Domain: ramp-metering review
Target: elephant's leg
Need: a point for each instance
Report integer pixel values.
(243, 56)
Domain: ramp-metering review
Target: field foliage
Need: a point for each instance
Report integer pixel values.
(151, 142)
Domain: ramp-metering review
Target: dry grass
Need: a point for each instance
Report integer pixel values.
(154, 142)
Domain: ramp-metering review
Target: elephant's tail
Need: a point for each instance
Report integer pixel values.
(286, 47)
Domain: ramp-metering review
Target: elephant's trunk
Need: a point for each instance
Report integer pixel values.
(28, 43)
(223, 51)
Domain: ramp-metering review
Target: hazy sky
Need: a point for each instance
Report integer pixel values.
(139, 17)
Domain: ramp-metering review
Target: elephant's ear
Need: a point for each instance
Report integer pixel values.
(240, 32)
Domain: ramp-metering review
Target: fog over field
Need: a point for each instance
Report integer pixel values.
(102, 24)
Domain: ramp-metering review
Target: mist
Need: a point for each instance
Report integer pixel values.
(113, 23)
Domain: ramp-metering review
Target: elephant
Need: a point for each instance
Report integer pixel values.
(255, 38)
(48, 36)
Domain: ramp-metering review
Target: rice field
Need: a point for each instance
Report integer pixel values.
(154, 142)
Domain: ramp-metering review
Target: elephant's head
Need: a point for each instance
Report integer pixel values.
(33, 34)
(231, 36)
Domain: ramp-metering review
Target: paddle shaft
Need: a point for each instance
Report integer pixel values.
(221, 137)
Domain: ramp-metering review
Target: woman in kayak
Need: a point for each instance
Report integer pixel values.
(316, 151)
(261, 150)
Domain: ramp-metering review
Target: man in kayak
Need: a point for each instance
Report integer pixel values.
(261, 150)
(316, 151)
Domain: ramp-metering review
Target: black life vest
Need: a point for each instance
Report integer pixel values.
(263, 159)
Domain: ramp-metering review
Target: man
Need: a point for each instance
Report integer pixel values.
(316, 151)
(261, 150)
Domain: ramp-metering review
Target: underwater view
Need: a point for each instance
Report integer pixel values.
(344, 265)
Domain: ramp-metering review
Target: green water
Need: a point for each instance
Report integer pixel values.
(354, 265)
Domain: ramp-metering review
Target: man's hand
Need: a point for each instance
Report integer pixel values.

+++

If a line in the listing contains the string "kayak", copy it.

Target: woman in kayak
Target: man in kayak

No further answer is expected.